» **ARTICLE**
· · ·

Hacker News new | ask | show | jobs
by tbodt 2945 days ago
What's the advantage over using LLVM's built-in JIT, or PyPy's JIT, or generating machine code directly, or anything else that doesn't have the overhead of spawning processes for compiling and linking? One of the goals listed is minimizing the JIT compilation time.
5 comments

LLVM clearly wasn't designed for JIT. Don't let those letters "VM" confuse you; it's more like a machine abstraction than a virtual machine. And even that is far from water-tight.

But that doesn't mean you can't use a conventional compiler stack like LLVM as a JIT and get excellent code - it' just going to take its own sweet time doing so.

Can anyone think of any reasonably common stacks using LLVM as a JIT? There's mono, but that's a non-default mode; not sure if it's typically used. The python unladen-swallow experiment failed. Webkit had a short-lived FLT javascript optimization pass, but that was replaced by B3.

· · ·

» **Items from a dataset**
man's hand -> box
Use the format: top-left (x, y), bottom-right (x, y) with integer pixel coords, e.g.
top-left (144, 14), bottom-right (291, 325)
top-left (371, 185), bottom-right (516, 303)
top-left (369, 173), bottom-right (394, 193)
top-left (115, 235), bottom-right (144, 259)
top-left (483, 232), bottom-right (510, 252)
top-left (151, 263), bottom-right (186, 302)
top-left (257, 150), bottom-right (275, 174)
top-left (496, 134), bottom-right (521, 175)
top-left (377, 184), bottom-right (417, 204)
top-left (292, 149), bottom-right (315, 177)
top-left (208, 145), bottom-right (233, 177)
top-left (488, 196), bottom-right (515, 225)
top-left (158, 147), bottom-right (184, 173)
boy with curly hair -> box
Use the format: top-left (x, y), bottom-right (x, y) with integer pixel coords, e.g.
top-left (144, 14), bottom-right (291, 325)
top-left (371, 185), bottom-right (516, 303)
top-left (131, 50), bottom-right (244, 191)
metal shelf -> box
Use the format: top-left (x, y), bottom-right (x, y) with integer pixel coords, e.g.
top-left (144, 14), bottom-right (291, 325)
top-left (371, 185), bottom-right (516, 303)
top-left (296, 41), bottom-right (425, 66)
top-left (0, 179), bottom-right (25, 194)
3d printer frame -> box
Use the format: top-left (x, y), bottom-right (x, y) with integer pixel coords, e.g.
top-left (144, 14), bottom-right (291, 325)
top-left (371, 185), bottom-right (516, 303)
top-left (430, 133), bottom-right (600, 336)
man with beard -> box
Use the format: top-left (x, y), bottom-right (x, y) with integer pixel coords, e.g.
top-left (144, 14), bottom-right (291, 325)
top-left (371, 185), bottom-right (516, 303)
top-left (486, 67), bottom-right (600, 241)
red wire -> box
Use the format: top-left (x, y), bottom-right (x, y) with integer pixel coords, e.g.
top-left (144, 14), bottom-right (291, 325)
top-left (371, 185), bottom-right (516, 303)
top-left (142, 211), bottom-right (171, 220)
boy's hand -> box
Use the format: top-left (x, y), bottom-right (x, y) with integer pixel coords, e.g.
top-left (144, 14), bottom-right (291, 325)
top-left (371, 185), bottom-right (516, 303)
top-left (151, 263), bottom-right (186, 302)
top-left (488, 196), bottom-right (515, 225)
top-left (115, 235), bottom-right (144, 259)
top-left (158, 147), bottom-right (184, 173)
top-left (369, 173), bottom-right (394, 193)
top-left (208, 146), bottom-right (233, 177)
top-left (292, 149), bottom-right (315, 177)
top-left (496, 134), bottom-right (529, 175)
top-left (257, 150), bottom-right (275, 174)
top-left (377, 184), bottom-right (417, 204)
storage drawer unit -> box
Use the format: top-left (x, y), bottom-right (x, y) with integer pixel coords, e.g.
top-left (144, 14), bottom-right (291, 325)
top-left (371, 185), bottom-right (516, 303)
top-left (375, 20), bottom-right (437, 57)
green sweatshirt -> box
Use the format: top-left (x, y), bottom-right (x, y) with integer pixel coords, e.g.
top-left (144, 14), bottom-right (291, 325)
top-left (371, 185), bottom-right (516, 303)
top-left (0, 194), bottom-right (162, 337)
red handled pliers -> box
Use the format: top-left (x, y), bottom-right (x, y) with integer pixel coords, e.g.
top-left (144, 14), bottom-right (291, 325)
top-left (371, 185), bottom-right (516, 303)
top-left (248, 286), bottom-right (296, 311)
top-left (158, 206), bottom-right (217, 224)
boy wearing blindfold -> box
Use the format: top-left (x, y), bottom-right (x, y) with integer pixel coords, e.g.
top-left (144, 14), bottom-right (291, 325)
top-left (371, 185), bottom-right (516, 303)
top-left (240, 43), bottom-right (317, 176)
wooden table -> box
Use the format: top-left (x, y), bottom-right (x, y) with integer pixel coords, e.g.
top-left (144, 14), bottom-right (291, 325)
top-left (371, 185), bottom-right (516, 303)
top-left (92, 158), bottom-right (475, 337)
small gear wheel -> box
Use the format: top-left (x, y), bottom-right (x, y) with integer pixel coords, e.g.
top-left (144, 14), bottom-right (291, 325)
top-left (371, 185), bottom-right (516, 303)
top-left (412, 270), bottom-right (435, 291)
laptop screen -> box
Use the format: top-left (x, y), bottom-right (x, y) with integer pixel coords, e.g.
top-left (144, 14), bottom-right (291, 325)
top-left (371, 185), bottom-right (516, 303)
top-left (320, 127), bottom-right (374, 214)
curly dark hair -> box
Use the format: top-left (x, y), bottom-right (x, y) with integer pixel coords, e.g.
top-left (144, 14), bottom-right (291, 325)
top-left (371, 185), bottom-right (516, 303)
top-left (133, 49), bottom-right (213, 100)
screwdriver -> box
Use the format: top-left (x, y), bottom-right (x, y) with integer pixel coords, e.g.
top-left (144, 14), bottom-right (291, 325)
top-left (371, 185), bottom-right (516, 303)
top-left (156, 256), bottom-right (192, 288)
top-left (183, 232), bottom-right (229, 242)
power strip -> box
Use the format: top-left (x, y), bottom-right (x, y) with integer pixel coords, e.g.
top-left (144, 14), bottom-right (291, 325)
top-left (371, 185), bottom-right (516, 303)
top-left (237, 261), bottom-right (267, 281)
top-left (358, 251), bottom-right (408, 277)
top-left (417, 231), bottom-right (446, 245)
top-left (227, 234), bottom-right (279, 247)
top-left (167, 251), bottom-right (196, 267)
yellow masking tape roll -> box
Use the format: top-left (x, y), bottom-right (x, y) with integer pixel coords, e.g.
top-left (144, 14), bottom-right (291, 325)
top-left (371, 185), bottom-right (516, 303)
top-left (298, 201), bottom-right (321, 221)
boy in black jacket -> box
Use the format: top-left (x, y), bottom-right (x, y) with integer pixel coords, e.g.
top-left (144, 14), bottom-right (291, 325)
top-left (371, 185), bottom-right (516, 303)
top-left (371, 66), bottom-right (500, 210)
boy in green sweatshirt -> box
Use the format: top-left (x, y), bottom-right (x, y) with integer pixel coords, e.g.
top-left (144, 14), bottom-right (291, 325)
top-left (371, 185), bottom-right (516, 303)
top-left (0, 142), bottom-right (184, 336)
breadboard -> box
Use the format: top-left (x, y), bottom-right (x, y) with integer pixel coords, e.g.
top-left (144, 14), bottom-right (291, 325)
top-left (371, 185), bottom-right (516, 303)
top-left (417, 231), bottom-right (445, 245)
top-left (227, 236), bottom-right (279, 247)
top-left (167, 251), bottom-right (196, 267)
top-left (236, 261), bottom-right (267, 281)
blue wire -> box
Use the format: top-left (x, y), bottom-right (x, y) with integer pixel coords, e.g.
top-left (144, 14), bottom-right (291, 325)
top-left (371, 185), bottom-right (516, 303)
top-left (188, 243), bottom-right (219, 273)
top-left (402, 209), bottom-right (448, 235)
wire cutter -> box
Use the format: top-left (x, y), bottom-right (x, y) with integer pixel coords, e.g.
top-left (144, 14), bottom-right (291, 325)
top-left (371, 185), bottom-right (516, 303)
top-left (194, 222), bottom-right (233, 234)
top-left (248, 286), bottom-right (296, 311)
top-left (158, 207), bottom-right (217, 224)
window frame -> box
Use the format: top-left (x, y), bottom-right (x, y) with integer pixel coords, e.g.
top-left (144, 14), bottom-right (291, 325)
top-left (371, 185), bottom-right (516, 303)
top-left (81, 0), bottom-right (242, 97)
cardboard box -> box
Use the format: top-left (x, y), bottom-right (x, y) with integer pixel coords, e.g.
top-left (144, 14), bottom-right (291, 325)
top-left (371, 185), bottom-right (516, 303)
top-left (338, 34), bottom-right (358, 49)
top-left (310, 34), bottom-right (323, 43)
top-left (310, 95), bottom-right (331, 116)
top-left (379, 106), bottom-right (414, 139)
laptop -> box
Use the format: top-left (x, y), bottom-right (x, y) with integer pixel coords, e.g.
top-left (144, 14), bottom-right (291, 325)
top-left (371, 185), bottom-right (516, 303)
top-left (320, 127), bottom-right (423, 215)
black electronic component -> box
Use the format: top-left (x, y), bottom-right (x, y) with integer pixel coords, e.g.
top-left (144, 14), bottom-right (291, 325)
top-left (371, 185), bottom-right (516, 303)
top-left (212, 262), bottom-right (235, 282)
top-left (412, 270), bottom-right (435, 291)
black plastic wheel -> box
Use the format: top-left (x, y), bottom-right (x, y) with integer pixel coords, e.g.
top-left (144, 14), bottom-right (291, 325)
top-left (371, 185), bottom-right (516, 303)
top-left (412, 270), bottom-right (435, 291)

· · ·

» **WHAT YOU NEED TO DO**
(A) Copy out the entire Hacker News thread on using LLVM as a JIT.
(B) Render part of the entries as a numbered list with blank lines omitted: begin at the line that has "cardboard box -> box" and stop after the line that has "top-left (379, 106), bottom-right (414, 139)".

» **ANSWERS PROVIDED**
(A)
Hacker News new | ask | show | jobs
by tbodt 2945 days ago
What's the advantage over using LLVM's built-in JIT, or PyPy's JIT, or generating machine code directly, or anything else that doesn't have the overhead of spawning processes for compiling and linking? One of the goals listed is minimizing the JIT compilation time.
5 comments

LLVM clearly wasn't designed for JIT. Don't let those letters "VM" confuse you; it's more like a machine abstraction than a virtual machine. And even that is far from water-tight.

But that doesn't mean you can't use a conventional compiler stack like LLVM as a JIT and get excellent code - it' just going to take its own sweet time doing so.

Can anyone think of any reasonably common stacks using LLVM as a JIT? There's mono, but that's a non-default mode; not sure if it's typically used. The python unladen-swallow experiment failed. Webkit had a short-lived FLT javascript optimization pass, but that was replaced by B3.

(B)
1. cardboard box -> box
2. Use the format: top-left (x, y), bottom-right (x, y) with integer pixel coords, e.g.
3. top-left (144, 14), bottom-right (291, 325)
4. top-left (371, 185), bottom-right (516, 303)
5. top-left (338, 34), bottom-right (358, 49)
6. top-left (310, 34), bottom-right (323, 43)
7. top-left (310, 95), bottom-right (331, 116)
8. top-left (379, 106), bottom-right (414, 139)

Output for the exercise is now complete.